__Document segment__.
-- BEGIN --

Python implementation of the WHATWG URL Living Standard
This project has been archived.
The maintainers of this project have marked this project as archived. No new releases are expected.
Project description
whatwg-url
Python implementation of the WHATWG URL Living Standard.
The latest revision that this package implements of the standard is August 7th, 2018 (commit 49060c7)
Getting Started
Install the whatwg-url package using pip.
python -m pip install whatwg-url
And use the module like so:
import whatwg_url
url = whatwg_url.parse_url("https://www.google.com")
print(url)
# Url(scheme='https', hostname='www.google.com', port=None, path='', query='', fragment='')
Features
Compatibility with urllib.parse.urlparse()
import whatwg_url
parseresult = whatwg_url.urlparse("https://seth:larson@www.google.com:1234/maps?query=string#fragment")

-- END --

Bounding-box rows:
-- BEGIN --

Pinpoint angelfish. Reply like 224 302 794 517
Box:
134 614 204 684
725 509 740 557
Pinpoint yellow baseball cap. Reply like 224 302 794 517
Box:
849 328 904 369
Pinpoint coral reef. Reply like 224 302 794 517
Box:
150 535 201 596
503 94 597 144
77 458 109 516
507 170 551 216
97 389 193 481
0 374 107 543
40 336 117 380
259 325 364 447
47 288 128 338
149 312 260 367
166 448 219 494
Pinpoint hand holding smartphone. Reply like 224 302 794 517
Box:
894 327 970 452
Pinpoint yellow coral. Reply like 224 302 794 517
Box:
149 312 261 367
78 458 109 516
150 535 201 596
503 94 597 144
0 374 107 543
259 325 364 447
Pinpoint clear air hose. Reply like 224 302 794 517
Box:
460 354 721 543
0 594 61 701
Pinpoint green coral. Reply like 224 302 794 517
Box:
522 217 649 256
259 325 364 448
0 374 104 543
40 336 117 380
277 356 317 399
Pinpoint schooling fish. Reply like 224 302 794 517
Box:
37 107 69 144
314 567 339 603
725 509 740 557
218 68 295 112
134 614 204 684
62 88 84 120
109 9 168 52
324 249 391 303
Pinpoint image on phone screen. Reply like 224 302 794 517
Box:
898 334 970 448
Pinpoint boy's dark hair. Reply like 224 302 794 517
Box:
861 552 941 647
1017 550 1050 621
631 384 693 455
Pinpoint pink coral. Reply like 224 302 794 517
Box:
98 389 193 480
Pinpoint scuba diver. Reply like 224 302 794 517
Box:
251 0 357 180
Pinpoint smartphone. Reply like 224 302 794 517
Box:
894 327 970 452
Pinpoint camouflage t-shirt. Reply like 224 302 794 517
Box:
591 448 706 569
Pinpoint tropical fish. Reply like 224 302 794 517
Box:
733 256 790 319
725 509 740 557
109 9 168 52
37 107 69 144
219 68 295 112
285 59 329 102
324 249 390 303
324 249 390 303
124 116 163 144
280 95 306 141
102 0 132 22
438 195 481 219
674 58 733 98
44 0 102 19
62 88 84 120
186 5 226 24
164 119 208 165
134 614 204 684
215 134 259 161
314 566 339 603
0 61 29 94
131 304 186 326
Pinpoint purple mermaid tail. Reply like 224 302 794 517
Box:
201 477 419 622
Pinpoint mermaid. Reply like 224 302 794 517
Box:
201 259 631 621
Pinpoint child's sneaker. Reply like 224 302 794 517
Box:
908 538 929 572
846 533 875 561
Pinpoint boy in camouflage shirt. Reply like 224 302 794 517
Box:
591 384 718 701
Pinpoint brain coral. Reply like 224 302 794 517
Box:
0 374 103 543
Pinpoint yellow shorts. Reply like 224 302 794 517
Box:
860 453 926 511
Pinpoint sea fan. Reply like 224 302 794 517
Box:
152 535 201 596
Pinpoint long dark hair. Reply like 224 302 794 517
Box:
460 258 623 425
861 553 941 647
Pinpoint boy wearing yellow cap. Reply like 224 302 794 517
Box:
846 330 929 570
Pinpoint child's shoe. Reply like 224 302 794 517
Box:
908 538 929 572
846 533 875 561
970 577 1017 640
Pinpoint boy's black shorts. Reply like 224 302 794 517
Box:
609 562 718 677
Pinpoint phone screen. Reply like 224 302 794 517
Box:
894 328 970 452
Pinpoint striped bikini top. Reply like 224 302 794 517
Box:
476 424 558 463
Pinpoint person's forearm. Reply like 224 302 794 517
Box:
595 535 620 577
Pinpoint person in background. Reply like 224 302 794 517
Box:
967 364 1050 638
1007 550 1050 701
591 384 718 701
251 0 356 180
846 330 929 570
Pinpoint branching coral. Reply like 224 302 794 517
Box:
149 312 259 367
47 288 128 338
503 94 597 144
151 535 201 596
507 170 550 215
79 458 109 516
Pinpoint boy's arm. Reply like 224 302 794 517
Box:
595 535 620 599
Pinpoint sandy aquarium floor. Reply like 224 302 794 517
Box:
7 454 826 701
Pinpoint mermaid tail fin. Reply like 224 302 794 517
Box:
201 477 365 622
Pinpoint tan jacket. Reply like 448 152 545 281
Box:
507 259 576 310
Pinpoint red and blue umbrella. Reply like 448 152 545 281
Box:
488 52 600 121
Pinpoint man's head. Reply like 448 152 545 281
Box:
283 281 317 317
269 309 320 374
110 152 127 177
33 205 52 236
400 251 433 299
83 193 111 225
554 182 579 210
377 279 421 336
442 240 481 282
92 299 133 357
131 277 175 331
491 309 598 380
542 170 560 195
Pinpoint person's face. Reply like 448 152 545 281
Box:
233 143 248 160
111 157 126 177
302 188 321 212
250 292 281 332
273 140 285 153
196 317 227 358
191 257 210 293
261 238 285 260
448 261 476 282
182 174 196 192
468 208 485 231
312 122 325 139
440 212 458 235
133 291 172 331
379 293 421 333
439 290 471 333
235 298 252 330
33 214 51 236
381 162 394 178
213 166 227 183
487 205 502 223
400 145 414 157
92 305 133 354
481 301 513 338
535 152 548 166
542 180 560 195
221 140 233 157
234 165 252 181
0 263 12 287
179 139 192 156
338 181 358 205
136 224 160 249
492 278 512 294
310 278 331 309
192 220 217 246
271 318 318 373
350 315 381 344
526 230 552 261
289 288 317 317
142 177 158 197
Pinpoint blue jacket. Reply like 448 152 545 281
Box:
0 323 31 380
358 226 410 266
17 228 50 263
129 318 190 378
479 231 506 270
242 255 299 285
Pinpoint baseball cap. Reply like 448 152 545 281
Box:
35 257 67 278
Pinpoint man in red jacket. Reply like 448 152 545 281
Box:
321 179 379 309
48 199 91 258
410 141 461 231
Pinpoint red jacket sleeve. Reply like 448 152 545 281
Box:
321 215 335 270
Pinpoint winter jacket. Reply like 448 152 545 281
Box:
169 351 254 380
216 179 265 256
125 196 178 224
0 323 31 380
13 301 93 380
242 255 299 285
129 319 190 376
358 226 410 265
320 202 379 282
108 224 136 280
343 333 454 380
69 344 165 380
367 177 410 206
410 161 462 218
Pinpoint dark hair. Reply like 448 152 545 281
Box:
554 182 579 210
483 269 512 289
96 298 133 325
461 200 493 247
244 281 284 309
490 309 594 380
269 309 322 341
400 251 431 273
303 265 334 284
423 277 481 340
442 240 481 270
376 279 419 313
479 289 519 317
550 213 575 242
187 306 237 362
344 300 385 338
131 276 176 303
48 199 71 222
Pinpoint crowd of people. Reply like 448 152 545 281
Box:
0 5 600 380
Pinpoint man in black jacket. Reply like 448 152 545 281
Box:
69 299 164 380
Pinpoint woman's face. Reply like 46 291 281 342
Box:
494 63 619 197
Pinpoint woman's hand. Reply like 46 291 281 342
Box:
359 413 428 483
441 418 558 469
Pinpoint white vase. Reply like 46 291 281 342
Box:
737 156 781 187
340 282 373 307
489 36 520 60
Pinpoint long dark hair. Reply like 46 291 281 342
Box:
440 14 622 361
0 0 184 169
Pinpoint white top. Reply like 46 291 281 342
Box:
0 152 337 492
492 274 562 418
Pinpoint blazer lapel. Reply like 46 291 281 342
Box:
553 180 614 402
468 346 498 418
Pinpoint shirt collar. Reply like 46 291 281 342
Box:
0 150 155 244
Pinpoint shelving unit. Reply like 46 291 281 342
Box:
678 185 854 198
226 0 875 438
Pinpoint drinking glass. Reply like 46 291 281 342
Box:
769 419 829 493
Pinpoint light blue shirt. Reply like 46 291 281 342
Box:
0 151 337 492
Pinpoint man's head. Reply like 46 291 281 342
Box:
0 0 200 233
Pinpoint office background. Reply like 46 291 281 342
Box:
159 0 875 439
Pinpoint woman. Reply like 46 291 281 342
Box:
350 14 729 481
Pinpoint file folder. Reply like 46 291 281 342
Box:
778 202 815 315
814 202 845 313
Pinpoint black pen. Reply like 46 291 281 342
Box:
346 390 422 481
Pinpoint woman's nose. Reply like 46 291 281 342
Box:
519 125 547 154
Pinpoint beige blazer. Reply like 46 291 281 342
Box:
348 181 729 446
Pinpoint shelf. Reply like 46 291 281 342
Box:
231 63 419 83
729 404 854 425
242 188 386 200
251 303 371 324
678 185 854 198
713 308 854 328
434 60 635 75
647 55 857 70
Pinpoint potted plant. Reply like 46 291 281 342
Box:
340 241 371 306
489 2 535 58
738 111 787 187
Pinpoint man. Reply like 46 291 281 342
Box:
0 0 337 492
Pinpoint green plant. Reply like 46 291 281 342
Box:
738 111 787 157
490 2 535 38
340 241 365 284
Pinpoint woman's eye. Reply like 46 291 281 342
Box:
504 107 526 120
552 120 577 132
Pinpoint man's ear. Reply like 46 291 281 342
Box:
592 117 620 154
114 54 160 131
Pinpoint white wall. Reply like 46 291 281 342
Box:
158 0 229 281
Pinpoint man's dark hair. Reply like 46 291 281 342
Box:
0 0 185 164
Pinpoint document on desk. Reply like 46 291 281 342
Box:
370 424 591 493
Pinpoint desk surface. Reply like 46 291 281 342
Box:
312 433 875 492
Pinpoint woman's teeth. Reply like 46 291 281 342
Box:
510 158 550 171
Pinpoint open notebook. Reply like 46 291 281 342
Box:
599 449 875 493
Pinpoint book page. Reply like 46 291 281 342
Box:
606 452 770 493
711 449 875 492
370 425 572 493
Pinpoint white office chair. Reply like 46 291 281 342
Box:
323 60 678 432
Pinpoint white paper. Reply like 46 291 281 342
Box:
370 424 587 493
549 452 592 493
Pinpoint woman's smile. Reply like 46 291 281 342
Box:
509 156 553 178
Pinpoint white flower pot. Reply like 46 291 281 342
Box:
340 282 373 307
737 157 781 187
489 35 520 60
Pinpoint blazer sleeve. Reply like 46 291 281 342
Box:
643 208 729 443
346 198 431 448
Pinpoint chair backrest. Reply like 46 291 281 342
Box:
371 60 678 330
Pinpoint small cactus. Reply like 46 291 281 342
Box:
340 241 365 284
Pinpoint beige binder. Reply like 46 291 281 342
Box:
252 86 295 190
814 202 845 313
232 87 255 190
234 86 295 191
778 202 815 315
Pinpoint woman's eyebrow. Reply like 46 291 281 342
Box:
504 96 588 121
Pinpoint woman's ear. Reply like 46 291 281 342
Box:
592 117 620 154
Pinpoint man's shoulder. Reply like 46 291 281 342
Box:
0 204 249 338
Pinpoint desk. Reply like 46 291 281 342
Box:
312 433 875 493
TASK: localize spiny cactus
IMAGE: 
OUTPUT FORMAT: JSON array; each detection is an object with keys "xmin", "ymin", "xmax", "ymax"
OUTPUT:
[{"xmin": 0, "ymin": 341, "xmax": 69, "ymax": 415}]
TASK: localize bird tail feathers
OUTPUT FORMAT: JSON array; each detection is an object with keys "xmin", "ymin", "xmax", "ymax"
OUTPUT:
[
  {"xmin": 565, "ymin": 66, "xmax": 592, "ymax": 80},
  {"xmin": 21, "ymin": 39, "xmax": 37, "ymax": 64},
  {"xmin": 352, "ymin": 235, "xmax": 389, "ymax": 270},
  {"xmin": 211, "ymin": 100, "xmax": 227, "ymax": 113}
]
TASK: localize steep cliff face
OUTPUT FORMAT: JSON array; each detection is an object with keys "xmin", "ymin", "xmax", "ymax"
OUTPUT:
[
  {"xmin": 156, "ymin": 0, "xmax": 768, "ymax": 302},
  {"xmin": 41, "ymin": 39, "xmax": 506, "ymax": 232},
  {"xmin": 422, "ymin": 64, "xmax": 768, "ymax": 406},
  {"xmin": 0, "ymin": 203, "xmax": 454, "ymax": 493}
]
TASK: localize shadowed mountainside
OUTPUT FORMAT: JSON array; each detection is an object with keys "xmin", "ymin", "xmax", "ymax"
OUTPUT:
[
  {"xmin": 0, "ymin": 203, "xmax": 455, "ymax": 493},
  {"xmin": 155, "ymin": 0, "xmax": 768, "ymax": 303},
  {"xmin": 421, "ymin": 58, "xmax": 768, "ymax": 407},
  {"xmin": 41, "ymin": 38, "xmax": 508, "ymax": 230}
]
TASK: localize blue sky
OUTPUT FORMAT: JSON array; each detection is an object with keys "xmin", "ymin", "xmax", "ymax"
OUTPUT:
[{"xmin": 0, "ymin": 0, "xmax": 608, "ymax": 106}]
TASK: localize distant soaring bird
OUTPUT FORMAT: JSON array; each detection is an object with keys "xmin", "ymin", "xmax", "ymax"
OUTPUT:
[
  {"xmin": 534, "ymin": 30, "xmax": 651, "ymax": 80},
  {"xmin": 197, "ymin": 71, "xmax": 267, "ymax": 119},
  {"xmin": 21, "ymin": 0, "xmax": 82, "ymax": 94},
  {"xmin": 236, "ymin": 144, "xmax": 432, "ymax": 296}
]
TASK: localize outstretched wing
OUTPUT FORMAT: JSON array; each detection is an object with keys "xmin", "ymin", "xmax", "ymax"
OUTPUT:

-- END --

__Task objective__.
Please summarize the whatwg-url page in two sentences. None of the rows are needed here.

__Output below__.
The whatwg-url package is a Python implementation of the WHATWG URL Living Standard that implements the revision of August 7th, 2018 (commit 49060c7), and its maintainers have archived it with no new releases expected. It is installed with pip, parses URLs through whatwg_url.parse_url(), and offers compatibility with urllib.parse.urlparse().